* _Data excerpts_
========
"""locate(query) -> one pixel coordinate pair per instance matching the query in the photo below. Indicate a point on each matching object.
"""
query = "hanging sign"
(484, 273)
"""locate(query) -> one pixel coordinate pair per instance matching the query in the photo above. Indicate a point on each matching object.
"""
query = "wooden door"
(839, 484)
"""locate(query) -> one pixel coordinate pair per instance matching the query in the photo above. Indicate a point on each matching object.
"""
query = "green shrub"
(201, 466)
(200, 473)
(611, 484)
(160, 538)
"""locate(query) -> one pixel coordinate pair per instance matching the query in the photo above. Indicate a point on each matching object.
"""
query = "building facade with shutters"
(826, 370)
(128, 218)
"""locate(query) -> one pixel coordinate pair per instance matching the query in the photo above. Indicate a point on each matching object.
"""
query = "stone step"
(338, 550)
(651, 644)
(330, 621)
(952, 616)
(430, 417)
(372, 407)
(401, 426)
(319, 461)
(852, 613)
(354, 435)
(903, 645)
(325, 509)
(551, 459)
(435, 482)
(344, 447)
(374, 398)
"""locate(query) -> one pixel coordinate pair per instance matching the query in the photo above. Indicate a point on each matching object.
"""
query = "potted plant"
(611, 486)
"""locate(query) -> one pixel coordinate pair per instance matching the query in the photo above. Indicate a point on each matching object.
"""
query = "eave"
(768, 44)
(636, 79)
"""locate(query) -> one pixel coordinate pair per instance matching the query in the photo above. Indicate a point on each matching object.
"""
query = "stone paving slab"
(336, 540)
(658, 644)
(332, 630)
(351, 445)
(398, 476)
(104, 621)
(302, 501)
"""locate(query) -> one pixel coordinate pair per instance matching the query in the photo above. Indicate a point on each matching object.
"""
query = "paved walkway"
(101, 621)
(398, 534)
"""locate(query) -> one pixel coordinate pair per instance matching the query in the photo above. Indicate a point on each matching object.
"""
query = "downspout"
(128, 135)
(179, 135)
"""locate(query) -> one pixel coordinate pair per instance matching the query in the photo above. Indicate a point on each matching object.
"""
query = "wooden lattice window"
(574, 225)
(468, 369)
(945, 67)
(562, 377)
========
Down to the last line, retype the entries above exactly.

"""locate(query) -> one pixel coordinate pair per instance matching the query in the photo below. Indicate a point on each matching object.
"""
query = "hanging sign"
(484, 273)
"""locate(query) -> one pixel coordinate pair per instance matching the query in the photo above. Indicate a point on each matching object.
"""
query = "wooden door"
(839, 484)
"""locate(query) -> one pixel coordinate pair per instance matching the query in the photo above. Indicate a point on each matching object.
"""
query = "green shrub"
(201, 466)
(200, 473)
(611, 484)
(160, 538)
"""locate(query) -> one pixel coordinate pair per instance matching the query in the photo above. Indicate a point on each matching object.
"""
query = "building facade with shutters"
(826, 370)
(128, 218)
"""locate(query) -> one pixel coordinate pair per instance matching the query in the photo above. Indicate a point on each matching object.
"""
query = "stone step"
(338, 550)
(651, 644)
(330, 621)
(952, 616)
(430, 417)
(372, 407)
(401, 426)
(319, 461)
(852, 613)
(354, 435)
(903, 645)
(325, 509)
(551, 459)
(435, 482)
(344, 447)
(374, 398)
"""locate(query) -> one pixel coordinate pair per instance matching the query in the photo above. Indicate a point on each matching object.
"""
query = "potted plant"
(611, 486)
"""locate(query) -> one pixel coordinate pair per instance matching the query in the photo above. Indicate a point on each matching object.
"""
query = "eave"
(768, 44)
(636, 79)
"""locate(query) -> one pixel coordinate pair per instance matching the query in the photo above. Indicate a point on each matching object.
"""
query = "stone paving slab"
(336, 540)
(658, 644)
(332, 630)
(351, 445)
(398, 476)
(104, 621)
(302, 501)
"""locate(query) -> one pixel coordinate pair per instance matching the query in the photo above. Indicate a point on each matching object.
"""
query = "paved walkway"
(101, 621)
(398, 534)
"""locate(query) -> one pixel coordinate pair per instance matching the query in the photo above. Indicate a point on each matching object.
"""
query = "downspout"
(128, 135)
(179, 135)
"""locate(query) -> one pixel coordinate pair per instance matching the query in the photo above. Indicate a point on each matching object.
"""
query = "wooden lattice window"
(574, 225)
(468, 369)
(945, 67)
(562, 377)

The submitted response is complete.